**TO DO:**
Output all lines exactly.
-- INFORMATION SUPPLIED start --
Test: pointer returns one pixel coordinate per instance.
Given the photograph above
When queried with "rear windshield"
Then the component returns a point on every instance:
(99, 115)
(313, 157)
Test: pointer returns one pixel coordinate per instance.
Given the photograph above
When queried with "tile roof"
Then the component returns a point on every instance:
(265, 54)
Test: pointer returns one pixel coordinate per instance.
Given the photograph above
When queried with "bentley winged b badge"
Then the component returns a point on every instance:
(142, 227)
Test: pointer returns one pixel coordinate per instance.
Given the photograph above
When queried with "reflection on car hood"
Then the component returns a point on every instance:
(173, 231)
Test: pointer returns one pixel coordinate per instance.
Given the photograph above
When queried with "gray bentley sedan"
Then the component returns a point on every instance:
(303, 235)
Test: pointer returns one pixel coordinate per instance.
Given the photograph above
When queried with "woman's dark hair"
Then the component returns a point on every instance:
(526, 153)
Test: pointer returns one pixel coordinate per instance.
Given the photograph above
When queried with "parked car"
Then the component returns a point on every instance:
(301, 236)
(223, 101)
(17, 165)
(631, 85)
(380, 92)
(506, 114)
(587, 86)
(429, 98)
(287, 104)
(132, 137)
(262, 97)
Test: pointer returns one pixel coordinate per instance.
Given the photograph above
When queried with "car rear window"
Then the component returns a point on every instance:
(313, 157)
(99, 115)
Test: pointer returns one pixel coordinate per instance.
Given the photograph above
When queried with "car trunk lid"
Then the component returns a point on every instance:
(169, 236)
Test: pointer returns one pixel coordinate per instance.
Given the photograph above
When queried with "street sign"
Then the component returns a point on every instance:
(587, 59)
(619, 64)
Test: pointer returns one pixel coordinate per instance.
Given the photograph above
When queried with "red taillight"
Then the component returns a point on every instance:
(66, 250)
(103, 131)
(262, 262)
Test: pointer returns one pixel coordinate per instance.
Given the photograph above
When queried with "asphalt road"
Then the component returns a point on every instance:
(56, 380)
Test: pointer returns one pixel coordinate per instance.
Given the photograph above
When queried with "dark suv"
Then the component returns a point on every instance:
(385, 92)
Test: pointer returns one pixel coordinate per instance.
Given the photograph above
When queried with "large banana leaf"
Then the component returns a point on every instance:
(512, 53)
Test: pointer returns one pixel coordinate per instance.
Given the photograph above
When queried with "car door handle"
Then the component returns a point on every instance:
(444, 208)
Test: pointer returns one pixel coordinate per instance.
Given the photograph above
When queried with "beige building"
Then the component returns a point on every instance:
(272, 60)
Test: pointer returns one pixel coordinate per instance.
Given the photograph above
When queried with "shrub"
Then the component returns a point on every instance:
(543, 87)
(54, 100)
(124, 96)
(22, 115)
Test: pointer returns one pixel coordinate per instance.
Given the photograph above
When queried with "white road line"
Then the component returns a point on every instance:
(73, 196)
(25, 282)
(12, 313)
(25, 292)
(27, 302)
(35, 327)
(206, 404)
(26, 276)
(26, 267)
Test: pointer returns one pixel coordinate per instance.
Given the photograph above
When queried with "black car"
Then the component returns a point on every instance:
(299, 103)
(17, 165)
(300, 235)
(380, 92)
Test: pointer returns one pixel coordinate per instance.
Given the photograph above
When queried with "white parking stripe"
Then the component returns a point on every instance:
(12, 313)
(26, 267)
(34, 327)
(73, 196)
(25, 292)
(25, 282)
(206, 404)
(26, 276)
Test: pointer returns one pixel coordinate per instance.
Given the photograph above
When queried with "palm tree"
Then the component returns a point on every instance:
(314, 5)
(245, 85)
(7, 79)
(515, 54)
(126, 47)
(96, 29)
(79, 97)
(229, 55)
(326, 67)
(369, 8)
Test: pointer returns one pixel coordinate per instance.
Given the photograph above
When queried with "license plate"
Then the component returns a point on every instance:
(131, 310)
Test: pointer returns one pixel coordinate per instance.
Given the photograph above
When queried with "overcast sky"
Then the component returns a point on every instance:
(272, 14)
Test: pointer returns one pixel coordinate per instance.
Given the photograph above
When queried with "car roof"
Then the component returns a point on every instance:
-- INFORMATION SUPPLIED end --
**THE ANSWER:**
Test: pointer returns one pixel coordinate per instance.
Given the photograph above
When queried with "rear windshield"
Then the component returns a point on every instance:
(99, 115)
(313, 157)
Test: pointer returns one pixel coordinate per instance.
Given the photograph above
When queried with "tile roof"
Then the component returns a point on every instance:
(265, 54)
Test: pointer returns one pixel coordinate per instance.
Given the photograph above
When queried with "bentley winged b badge"
Then the component returns a point on every instance:
(142, 227)
Test: pointer returns one pixel coordinate per instance.
Given the photograph above
When queried with "reflection on car hood"
Then the component returns a point on every instance:
(173, 231)
Test: pointer returns one pixel coordinate per instance.
Given the photograph above
When queried with "gray bentley sedan"
Then the component returns a point on every instance:
(303, 235)
Test: pointer returns one pixel coordinate per instance.
Given the photograph above
When queried with "woman's dark hair"
Then the component returns a point on every instance:
(526, 153)
Test: pointer returns one pixel coordinate per instance.
Given the photograph above
When queried with "parked car"
Then the component returns a point on every instance:
(301, 236)
(223, 101)
(17, 165)
(631, 85)
(380, 92)
(506, 114)
(587, 86)
(429, 98)
(287, 104)
(132, 137)
(262, 97)
Test: pointer returns one pixel coordinate per instance.
Given the photograph above
When queried with "car rear window"
Then the component returns a point on every instance:
(313, 157)
(99, 115)
Test: pointer returns one pixel coordinate per instance.
Given the photograph above
When queried with "car trunk lid"
Then the component returns a point on every instance:
(169, 236)
Test: pointer returns one pixel coordinate per instance.
Given the photograph above
When queried with "street sign"
Then the component returns a point on every instance:
(587, 59)
(619, 64)
Test: pointer returns one pixel coordinate per instance.
Given the photograph above
When queried with "red taillight"
Then the component returns a point on every instance:
(66, 250)
(103, 131)
(262, 262)
Test: pointer returns one pixel coordinate per instance.
Given the photograph above
When queried with "asphalt road"
Then the component returns a point on every instance:
(56, 380)
Test: pointer returns one pixel coordinate per instance.
Given the photograph above
When queried with "dark suv"
Then the component returns a point on every instance:
(385, 92)
Test: pointer returns one pixel coordinate per instance.
Given the photograph above
When queried with "large banana leaf"
Then the component returns a point on every instance:
(512, 53)
Test: pointer returns one pixel coordinate per instance.
Given the photograph above
When queried with "car door handle"
Then the component returns a point on every instance:
(444, 208)
Test: pointer returns one pixel coordinate per instance.
Given the photograph above
When queried with "beige building"
Then the component returns a point on every instance:
(272, 60)
Test: pointer returns one pixel coordinate per instance.
Given the photograph above
When queried with "shrub"
Then the component returns a point on every instance:
(543, 87)
(54, 100)
(124, 96)
(22, 115)
Test: pointer returns one pixel coordinate per instance.
Given the photograph above
When queried with "white road line"
Then the component returns a point on every instance:
(73, 196)
(25, 282)
(12, 313)
(25, 292)
(27, 302)
(35, 327)
(206, 404)
(26, 276)
(26, 267)
Test: pointer returns one pixel coordinate per instance.
Given the photograph above
When queried with "black car"
Then the component returns a point on every instance:
(299, 103)
(17, 165)
(300, 235)
(380, 92)
Test: pointer returns one pixel coordinate per instance.
Given the photograph above
When queried with "white parking stripe"
Then the component returns a point on every instance:
(12, 313)
(26, 267)
(34, 327)
(73, 196)
(25, 292)
(25, 282)
(206, 404)
(26, 276)
Test: pointer returns one pixel coordinate per instance.
Given the photograph above
When queried with "palm tree"
Then the component returns a point on every instance:
(314, 5)
(245, 85)
(7, 79)
(515, 54)
(126, 47)
(96, 29)
(79, 97)
(229, 55)
(326, 67)
(369, 8)
Test: pointer returns one pixel coordinate per instance.
Given the photograph above
When queried with "license plate"
Then the component returns a point on every instance:
(131, 310)
Test: pointer returns one pixel coordinate per instance.
Given the photograph above
When queried with "overcast sky"
Then the component returns a point on every instance:
(272, 14)
Test: pointer returns one pixel coordinate per instance.
Given the photograph above
When queried with "car roof"
Then the component returns a point on every instance:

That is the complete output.